Objectifs -
**A.** Selon la critique de La mariée était en rouge, en quelle année l'auteure a-t-elle quitté l'Albanie ?
**B.** Recopiez à l'identique un passage de la critique de La mariée était en rouge : partez des mots « Saba, la grand-mère, mariée » et arrêtez-vous après « du XXe siècle. ».

Texte du document -
__________

Saba, la grand-mère, mariée de force à quinze ans, au début du vingtième siècle, pour solder une dette de sang, vit à Kaltra, un petit village montagneux du sud de l’Albanie au « destin immobile », étouffant entre traditions, violence et règles claniques. Dora, sa petite-fille, impatiente de vivre pleinement, quelque soixante-dix ans plus tard, ne rêve à Tirana que de partir pour l’étranger après la chute du communisme. Anilda Ibrahimi brosse dans La mariée était en rouge, son premier roman, le magnifique portrait de deux femmes albanaises et à travers elles l’histoire de leur pays tout au long du XXe siècle.

Tout respire l’authentique dans ce récit alerte et au grand talent narratif, constitué de petits tableaux vivants et colorés, simples et efficaces, un récit parfois tragique mais aussi souvent drôle, puisé manifestement auprès des souvenirs familiaux ou de proches de l’auteure qui a quitté l’Albanie en 1994 et vit aujourd’hui en Italie. Avec en arrière-plan, jamais insistants et s’intégrant parfaitement à la vie des personnages du roman, les échos du contexte politique, la monarchie, la guerre, les partisans, la dictature, et leurs effets sur la vie de chacun. La mariée était en rouge fournit un formidable regard de l’intérieur sur la société et les mentalités albanaises. Et ce n’est pas le moindre d’Anilda Ibrahimi d’avoir saisi toute la richesse romanesque de la réalité de ce monde longtemps occulté.

Nous sommes en 1923. Kaltra comme la plupart des localités albanaises vit en dehors du temps mais aucun de ses habitants ne s’y sent « isolé (…) Le passé était la seule certitude, et s’y accrocher garantissait la survie ». Un monde immuable. Personne ne sait même plus à quel district appartient exactement cette petite bourgade, oubliée de Dieu et des hommes. Les hommes qui préfèrent se référer au Kanun, ce code de droit coutumier d’origine ottomane, plutôt qu’aux lois du pouvoir central. « ıLes gens avaient connu tant de guerres, de gouvernements, de législations… alors que, grâce au Kanun, ils pouvaient régir leur vie entière ». Quand un père descend à la ville, il en profite pour faire enregistrer ses trois filles d’un coup et non pas une seule naissance. Et il peut se tromper sur les dates de naissance et les prénoms…

C’est dans ce contexte que grandit Saba, jeune fille éveillée qui a la chance d’apprendre un peu à lire et à écrire, en dépit de l’hostilité de ses parents. « Ca ne peut t’attirer que des ennuis », se désespère sa mère. Et c’est pour éviter un cycle interminable de vendettas entre deux familles à la suite d’un meurtre involontaire qu’elle est mariée contre son gré. Saba se résigne rapidement, consciente sans doute de l’inanité de résister à un ordre social patriarcal et férocement traditionnel plus fort qu’elle. Mieux, Saba va s’y adapter, partisane d’une stricte séparation des hommes et des femmes : « la place d’un homme véritable est auprès des hommes. Qu’est-ce qu’il fabrique auprès des femmes ? Ca le dévalorise, voilà la résultat. Je le dis pour son bien, mais lui, ça le dépasse. Il n’a pas idée de combien les femmes se moquent des hommes, ni de quoi elles sont capables quand elles se retrouvent entre elles », s’exclame-t-elle, en parlant du père de Dora.

__________

(Entrées de données)
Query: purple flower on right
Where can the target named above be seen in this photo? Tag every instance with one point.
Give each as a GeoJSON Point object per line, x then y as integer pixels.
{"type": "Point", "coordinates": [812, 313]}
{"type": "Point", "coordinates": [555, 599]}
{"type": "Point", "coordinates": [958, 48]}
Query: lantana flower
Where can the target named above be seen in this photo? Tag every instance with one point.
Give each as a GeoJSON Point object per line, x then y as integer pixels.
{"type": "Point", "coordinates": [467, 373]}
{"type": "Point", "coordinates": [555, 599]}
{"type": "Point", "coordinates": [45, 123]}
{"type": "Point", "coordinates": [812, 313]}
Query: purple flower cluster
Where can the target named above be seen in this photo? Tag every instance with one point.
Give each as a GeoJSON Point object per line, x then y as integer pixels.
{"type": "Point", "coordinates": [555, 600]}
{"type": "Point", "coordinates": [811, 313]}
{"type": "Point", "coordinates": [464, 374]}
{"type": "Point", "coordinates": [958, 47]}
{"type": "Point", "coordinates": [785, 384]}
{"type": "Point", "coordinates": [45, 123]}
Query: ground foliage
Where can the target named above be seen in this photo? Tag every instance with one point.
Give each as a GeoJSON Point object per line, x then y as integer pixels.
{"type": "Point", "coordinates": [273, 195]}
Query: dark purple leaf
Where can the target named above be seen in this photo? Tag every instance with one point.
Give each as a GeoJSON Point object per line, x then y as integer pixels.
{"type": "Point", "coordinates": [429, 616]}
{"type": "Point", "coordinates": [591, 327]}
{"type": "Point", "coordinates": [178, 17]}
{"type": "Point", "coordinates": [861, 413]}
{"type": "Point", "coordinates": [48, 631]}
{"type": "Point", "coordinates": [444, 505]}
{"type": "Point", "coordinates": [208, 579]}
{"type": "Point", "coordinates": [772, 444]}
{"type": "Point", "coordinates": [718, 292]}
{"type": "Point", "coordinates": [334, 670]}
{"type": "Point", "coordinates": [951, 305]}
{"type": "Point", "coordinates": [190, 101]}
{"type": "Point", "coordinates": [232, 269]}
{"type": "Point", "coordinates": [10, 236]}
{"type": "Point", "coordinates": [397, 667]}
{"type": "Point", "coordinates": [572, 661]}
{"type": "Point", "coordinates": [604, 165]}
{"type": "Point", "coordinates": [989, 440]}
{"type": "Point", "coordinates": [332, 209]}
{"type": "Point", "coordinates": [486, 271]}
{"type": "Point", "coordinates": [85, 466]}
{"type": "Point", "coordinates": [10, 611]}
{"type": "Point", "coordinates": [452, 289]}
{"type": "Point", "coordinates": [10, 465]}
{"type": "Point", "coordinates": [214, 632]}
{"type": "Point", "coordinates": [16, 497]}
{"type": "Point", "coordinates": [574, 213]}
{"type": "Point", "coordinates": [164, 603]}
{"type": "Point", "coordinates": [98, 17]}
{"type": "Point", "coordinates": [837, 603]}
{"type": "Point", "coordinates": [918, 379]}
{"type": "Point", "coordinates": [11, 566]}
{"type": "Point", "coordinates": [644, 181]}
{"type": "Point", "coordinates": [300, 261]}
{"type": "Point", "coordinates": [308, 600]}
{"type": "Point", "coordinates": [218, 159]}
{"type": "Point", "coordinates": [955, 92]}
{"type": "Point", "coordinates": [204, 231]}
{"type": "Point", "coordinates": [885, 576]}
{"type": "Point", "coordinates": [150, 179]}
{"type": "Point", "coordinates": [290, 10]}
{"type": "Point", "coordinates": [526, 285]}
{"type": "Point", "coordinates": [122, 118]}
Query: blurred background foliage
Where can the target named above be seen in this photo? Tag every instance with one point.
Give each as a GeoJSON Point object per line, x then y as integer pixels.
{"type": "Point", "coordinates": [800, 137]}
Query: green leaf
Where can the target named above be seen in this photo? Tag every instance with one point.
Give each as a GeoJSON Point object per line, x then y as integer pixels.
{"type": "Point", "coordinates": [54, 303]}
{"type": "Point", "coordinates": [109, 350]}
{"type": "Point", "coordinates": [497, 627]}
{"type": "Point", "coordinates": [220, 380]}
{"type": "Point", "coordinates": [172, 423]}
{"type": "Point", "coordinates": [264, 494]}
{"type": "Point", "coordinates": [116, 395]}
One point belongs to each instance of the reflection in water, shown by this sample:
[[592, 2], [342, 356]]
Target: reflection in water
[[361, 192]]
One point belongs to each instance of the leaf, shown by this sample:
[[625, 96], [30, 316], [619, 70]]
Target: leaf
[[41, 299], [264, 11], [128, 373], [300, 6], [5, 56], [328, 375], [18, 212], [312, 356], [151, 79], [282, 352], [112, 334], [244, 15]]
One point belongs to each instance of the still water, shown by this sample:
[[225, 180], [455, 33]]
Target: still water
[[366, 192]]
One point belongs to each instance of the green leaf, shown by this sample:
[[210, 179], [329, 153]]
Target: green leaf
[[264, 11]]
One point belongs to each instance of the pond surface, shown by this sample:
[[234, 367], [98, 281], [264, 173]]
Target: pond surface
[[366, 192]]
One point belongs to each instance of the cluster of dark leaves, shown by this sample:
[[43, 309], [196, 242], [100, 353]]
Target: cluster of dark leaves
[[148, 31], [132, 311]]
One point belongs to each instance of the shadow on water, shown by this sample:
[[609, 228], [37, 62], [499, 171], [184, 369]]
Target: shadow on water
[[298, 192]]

__________

Solutions par tâche -
**A.** En 1994.

**B.**
Saba, la grand-mère, mariée de force à quinze ans, au début du vingtième siècle, pour solder une dette de sang, vit à Kaltra, un petit village montagneux du sud de l’Albanie au « destin immobile », étouffant entre traditions, violence et règles claniques. Dora, sa petite-fille, impatiente de vivre pleinement, quelque soixante-dix ans plus tard, ne rêve à Tirana que de partir pour l’étranger après la chute du communisme. Anilda Ibrahimi brosse dans La mariée était en rouge, son premier roman, le magnifique portrait de deux femmes albanaises et à travers elles l’histoire de leur pays tout au long du XXe siècle.